(Labeled shape records)
....

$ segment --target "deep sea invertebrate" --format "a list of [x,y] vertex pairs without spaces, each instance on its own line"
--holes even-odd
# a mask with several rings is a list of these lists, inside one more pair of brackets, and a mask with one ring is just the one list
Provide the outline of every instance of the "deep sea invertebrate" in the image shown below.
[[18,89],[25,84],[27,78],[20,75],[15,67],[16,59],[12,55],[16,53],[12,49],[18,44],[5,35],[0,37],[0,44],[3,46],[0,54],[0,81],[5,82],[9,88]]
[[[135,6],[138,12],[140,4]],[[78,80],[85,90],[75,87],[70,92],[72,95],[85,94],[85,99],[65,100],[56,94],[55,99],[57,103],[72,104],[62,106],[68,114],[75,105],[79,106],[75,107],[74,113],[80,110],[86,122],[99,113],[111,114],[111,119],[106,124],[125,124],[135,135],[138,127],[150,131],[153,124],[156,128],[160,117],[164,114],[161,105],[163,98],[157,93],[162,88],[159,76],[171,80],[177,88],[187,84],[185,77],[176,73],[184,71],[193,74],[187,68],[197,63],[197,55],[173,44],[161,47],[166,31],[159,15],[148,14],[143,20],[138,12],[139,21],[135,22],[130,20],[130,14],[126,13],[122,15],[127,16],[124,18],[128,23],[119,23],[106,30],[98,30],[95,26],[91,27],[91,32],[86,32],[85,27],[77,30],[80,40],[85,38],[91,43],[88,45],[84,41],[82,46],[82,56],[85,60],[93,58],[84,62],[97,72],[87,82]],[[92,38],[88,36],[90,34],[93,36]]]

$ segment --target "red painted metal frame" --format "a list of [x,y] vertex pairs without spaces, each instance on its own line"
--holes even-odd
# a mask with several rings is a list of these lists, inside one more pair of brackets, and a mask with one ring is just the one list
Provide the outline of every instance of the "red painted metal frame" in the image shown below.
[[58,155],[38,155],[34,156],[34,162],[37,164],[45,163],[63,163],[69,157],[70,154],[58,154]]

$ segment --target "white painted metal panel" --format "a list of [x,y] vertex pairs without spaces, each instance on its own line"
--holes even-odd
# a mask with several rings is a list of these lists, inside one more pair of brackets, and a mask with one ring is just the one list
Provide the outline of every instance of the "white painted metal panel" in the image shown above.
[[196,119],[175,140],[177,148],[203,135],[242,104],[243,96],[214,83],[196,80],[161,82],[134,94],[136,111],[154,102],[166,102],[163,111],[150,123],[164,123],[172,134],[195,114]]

....

- [Exercise instructions]: Which lines of the rows above contain the word "below"? Report each such line in full, treating uppercase and lowercase as different.

- [Exercise output]:
Provide the outline of every instance of the "deep sea invertebrate" in the image shown below.
Provide the outline of every instance of the "red painted metal frame" in the image shown below.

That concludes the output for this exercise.